-- Start TEXT BLOCK --

Here is a blogger MPs should be connecting with Ben's Prison Blog.

There may well be in the region of 100,000 prisoners votes up for grabs by the time of the next General Election. Then there are their families and relatives votes, check out Prisoners Families Voices blog. There are voices out there on the internet and they will be demanding that MPs listen to them.

Dear Jail, I don't think anyone should be in prison, as it doesn't work. However, I wouldn't give the vote to those who have committed a crime and are still paying for it. By committing such acts they forfeit their rights as an elector. That's the idea: unfortunately, if we actually told the Underclass this, there would be a crime-wave of enormous proportions.

From Twitter (Whoever she might be)

Dips dating advice is now following your tweets on Twitter.

Dear Ms Twitter

Thank you so much for this timely warning. I have no idea how the deadly DDA got hold of my details, but that sort of thing is very painful, let me tell you.

I have of course no interest whatsoever in dipping my wick into any dating advice, being as i am a happily married man.


 

 

From Mr Peter Crossing

When I first moved to the ‘country’ 20 years ago, (between Guildford and Farnham, ‘country’ to someone born and raised in north London) I had occasion to visit my local police station, which I found to be closed.

There was a box outside the front door which contained a telephone and instructions on how to make an emergency call….how quaint.

When I returned to the station some days later when it was open, I said to the desk sergeant “I thought the box outside might have had a truncheon a pen and some paper in it, so if there was no one here you could beat a confession out of yourself” it didn’t even raise a smile.

-- End TEXT BLOCK --
-- Start GIVEN ENTRIES --

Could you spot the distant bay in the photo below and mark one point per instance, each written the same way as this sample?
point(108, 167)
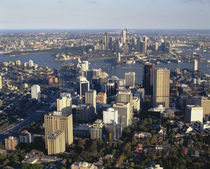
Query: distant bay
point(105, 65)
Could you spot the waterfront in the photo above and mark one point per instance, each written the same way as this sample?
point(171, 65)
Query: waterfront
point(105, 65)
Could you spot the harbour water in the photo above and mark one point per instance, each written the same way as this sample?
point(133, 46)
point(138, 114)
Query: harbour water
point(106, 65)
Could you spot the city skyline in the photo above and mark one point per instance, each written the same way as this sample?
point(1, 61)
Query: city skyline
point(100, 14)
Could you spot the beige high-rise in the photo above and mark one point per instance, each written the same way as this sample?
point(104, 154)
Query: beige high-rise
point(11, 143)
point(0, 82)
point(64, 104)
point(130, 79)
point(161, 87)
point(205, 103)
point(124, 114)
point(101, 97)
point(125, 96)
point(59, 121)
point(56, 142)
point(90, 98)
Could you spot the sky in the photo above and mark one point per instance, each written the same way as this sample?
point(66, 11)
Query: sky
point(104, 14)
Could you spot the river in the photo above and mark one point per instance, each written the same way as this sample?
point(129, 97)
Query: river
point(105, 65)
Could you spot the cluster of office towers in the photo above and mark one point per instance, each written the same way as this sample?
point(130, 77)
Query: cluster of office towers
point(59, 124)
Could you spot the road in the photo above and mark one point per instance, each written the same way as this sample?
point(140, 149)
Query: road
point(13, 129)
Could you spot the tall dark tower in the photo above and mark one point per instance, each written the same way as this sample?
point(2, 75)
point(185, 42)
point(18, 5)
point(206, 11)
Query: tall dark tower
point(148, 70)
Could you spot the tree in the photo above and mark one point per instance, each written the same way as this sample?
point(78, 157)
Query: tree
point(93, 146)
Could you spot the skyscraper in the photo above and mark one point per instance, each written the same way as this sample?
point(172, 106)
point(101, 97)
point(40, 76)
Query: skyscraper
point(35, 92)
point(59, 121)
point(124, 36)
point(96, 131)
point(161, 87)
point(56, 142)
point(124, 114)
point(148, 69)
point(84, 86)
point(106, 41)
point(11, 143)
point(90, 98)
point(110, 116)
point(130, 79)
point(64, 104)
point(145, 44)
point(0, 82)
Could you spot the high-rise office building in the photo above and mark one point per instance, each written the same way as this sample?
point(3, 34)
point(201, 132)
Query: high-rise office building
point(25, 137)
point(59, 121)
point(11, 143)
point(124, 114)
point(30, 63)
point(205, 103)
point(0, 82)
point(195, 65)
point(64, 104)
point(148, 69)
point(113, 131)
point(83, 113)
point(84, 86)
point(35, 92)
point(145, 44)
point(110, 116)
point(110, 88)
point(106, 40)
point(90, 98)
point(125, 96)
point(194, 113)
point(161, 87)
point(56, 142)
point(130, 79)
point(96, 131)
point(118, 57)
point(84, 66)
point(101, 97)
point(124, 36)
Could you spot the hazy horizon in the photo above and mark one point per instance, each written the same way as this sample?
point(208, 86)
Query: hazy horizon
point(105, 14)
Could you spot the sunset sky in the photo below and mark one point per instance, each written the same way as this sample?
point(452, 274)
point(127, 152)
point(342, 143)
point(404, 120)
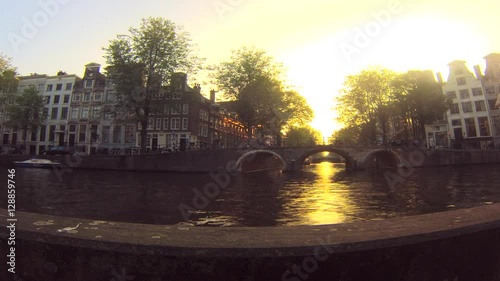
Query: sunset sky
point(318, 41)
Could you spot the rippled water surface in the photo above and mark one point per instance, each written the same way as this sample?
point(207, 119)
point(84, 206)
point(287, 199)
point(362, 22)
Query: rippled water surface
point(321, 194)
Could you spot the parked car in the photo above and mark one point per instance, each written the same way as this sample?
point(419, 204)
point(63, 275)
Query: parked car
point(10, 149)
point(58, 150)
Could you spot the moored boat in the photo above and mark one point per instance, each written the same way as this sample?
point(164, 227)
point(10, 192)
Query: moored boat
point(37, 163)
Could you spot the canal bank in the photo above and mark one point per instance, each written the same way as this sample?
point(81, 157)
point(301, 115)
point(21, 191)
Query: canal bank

-- End GIVEN ENTRIES --
-- Start GIVEN ENTRIES --

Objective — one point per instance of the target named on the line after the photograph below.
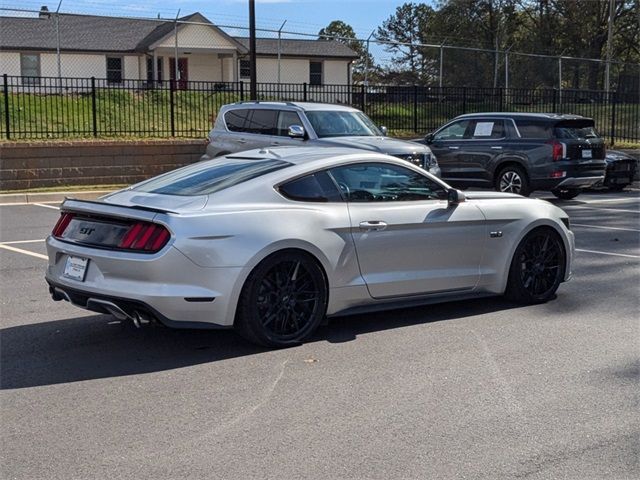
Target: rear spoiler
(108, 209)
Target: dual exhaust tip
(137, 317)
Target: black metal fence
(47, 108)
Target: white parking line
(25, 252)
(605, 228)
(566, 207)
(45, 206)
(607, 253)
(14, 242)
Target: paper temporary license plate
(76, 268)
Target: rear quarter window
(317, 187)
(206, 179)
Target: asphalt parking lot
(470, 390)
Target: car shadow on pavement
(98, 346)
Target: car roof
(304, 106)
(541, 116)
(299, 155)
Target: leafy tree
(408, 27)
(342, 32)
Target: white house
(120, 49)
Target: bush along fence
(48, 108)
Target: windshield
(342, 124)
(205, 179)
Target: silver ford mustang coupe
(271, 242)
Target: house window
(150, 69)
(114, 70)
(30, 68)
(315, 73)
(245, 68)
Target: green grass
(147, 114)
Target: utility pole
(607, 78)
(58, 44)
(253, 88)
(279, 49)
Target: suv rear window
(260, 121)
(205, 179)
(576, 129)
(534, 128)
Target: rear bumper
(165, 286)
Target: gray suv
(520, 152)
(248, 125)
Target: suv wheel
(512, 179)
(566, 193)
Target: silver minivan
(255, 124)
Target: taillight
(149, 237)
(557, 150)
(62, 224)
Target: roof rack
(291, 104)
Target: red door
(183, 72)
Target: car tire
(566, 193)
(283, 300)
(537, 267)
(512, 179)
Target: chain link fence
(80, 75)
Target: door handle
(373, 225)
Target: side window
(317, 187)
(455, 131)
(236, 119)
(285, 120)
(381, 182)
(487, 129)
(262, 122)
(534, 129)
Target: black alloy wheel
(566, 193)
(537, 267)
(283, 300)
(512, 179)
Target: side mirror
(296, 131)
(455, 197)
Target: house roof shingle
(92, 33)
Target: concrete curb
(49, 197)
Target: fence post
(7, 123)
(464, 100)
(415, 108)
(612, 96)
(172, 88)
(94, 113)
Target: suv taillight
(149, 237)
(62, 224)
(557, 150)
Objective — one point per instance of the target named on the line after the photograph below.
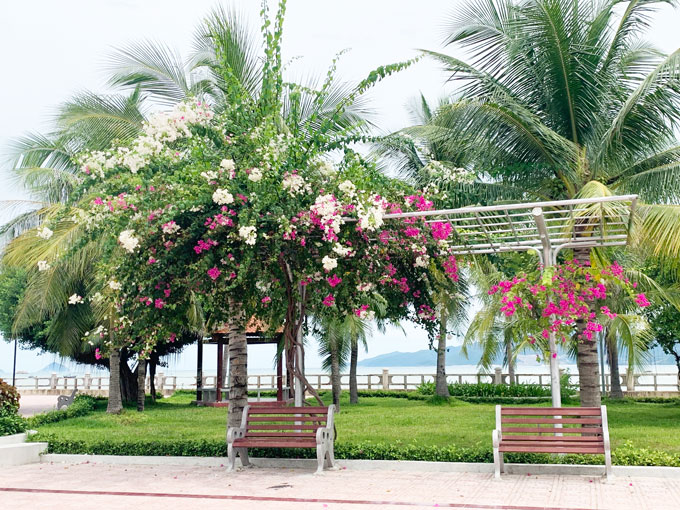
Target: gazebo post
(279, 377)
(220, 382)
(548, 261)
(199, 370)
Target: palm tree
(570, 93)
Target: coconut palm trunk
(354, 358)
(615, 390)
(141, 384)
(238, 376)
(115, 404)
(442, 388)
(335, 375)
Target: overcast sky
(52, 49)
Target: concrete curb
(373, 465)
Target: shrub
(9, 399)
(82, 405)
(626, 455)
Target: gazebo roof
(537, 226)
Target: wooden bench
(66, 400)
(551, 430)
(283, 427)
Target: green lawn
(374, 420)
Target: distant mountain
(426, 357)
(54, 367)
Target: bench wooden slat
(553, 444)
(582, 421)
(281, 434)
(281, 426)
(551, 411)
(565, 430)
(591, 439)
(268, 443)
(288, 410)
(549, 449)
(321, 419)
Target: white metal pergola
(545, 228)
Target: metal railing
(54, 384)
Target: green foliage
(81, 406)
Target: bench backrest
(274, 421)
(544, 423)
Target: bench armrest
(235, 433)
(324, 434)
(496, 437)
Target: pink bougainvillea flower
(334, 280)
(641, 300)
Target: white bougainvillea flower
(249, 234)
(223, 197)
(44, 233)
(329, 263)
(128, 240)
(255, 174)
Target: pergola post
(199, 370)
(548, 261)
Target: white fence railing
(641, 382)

-- End GIVEN ENTRIES --
-- Start GIVEN ENTRIES --

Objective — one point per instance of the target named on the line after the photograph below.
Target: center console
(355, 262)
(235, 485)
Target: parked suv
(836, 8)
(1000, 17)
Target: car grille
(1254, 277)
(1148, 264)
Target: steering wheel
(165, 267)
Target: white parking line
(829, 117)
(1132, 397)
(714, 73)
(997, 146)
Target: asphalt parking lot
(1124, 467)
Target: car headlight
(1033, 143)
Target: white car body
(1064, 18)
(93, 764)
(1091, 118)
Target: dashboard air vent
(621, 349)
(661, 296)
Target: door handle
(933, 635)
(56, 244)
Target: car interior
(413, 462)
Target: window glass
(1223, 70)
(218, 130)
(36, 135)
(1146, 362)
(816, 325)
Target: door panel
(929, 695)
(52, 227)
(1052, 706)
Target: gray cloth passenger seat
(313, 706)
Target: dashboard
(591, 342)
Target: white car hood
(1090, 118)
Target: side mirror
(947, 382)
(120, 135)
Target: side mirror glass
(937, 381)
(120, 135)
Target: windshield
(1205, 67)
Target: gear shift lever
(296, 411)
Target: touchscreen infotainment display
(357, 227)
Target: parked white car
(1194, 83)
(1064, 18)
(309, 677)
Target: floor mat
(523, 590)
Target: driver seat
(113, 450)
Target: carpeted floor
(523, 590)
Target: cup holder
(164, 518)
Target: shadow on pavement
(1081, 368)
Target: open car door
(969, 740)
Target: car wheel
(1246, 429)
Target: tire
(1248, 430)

-- End GIVEN ENTRIES --

» **WRITTEN REQUEST**: Write out the passage of the blog excerpt from "When I first" to "raise a smile.". The lines above have nothing to do with what is asked here.

» **SOLUTION TO THIS EXERCISE**:
When I first moved to the ‘country’ 20 years ago, (between Guildford and Farnham, ‘country’ to someone born and raised in north London) I had occasion to visit my local police station, which I found to be closed.

There was a box outside the front door which contained a telephone and instructions on how to make an emergency call….how quaint.

When I returned to the station some days later when it was open, I said to the desk sergeant “I thought the box outside might have had a truncheon a pen and some paper in it, so if there was no one here you could beat a confession out of yourself” it didn’t even raise a smile.